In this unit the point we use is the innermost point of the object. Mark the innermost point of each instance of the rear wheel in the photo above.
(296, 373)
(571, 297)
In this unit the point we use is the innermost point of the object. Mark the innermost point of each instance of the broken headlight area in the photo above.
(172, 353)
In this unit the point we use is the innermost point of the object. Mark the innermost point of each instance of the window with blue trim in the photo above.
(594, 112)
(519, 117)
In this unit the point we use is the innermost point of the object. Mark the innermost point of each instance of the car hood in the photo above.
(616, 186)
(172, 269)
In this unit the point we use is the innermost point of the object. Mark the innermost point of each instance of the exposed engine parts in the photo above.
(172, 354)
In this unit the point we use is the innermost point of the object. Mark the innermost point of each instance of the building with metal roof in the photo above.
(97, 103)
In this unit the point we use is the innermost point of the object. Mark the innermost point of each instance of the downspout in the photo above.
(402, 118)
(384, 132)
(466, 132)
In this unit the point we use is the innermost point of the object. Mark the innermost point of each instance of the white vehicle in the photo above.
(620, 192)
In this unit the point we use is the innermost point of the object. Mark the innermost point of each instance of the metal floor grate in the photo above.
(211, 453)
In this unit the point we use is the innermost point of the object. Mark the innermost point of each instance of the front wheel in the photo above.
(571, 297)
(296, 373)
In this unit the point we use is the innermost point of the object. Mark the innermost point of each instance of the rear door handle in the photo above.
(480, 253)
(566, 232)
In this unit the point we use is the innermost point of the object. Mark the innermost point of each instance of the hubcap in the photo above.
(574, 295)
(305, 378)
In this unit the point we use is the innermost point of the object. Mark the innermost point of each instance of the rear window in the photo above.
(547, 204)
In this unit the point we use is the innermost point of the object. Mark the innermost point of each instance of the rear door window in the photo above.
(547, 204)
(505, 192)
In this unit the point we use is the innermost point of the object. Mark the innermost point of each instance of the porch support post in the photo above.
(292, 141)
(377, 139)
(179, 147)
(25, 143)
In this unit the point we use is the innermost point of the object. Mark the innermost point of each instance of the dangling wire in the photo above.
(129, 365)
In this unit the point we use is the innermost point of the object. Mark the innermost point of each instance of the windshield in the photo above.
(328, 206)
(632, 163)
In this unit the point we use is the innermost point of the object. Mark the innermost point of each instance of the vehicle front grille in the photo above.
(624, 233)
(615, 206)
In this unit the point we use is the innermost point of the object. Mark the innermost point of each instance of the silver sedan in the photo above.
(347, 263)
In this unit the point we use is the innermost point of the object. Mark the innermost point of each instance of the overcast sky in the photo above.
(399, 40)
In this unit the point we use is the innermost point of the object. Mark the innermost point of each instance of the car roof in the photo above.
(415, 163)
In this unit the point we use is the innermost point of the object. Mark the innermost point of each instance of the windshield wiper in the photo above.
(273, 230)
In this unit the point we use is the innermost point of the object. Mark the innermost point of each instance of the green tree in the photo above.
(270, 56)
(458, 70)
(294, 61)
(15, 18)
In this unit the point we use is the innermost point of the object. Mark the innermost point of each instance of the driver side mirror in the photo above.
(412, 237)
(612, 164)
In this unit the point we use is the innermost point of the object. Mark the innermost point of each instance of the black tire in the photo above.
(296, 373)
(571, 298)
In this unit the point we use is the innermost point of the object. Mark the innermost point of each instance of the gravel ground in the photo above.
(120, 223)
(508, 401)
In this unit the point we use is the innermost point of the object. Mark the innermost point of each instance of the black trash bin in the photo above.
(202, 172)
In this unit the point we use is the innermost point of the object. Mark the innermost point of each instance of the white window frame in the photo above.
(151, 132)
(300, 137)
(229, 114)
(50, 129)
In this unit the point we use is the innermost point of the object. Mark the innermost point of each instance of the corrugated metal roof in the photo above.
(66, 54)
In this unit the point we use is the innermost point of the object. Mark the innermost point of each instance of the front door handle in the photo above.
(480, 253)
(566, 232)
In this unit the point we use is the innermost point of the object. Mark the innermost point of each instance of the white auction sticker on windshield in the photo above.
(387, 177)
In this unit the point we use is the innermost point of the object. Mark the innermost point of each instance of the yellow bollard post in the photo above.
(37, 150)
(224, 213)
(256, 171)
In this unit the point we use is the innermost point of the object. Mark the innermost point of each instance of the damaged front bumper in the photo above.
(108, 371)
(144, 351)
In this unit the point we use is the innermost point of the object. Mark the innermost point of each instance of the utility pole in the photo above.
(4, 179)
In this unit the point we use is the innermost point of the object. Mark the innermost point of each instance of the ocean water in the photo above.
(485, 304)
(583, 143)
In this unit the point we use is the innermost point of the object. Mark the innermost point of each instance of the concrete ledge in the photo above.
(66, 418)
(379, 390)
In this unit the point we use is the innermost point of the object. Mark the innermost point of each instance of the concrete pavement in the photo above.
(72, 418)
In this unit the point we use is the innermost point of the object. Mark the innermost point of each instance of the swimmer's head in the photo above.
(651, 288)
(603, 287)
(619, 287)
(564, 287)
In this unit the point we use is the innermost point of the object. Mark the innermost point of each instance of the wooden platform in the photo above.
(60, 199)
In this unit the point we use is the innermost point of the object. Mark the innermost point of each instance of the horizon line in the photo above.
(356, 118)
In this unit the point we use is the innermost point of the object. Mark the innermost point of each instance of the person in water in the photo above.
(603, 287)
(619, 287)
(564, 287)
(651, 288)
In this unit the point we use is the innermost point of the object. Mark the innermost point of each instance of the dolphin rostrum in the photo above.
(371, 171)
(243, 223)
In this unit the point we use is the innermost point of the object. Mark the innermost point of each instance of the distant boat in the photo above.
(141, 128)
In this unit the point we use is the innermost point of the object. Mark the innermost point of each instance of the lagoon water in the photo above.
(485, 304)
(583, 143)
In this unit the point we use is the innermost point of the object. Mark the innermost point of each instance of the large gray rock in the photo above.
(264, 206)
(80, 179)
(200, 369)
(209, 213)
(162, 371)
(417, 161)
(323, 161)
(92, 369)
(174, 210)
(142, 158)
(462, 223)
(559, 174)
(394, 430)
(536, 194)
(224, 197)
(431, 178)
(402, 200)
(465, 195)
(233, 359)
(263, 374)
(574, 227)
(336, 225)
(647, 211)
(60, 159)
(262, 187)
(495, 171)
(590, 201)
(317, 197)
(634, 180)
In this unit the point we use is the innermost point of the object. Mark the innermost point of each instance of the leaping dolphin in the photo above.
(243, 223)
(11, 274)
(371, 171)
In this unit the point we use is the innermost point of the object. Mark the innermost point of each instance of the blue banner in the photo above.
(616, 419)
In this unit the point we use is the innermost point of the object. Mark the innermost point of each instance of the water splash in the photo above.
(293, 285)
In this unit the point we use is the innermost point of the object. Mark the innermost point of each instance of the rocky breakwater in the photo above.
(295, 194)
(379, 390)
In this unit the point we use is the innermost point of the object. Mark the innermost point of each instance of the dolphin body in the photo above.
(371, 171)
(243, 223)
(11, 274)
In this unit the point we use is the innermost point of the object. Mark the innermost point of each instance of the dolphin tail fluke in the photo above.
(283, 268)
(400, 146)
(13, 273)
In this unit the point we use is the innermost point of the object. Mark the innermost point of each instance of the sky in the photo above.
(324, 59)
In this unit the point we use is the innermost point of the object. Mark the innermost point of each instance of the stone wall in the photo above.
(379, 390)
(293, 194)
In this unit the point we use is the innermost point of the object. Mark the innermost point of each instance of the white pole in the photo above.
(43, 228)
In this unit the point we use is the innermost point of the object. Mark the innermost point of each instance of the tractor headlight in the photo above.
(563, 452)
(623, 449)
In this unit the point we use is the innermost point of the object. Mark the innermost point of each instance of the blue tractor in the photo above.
....................
▶ [DESCRIPTION OF THE TASK]
Write out only what runs from the line holding "the sky in the photo above." through the last line of the records, exactly as shown.

▶ [OUTPUT FOR THIS EXERCISE]
In this unit the point we use is the innermost point of the object. Mark the innermost point of each instance of the sky in the photo above.
(324, 59)
In this unit the point we use is the innermost point of the object. Mark the innermost point of each instance of the stone wall in the photo above.
(379, 390)
(293, 194)
In this unit the point we use is the innermost point of the object. Mark the innermost point of each instance of the white pole in the photo above.
(43, 228)
In this unit the point we use is the innermost point of the object. Mark the innermost point of each instance of the tractor headlight in the photo above.
(563, 452)
(623, 449)
In this unit the point we use is the innermost point of the object. Mark the innermost point of each instance of the blue tractor in the photo above.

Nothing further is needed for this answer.